What the exercise asks: Rewrite the listing with every "chimney" replaced by "roof", leaving everything else unchanged.

Stored records:
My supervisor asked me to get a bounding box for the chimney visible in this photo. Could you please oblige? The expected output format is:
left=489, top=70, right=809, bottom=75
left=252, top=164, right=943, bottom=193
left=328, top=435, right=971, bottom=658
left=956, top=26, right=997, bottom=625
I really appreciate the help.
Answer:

Answer:
My supervisor asked me to get a bounding box for the roof visible in this photo. Could you please oblige? The expected output format is:
left=489, top=70, right=809, bottom=75
left=252, top=164, right=943, bottom=193
left=328, top=435, right=971, bottom=658
left=956, top=26, right=997, bottom=625
I really appreciate the help.
Answer:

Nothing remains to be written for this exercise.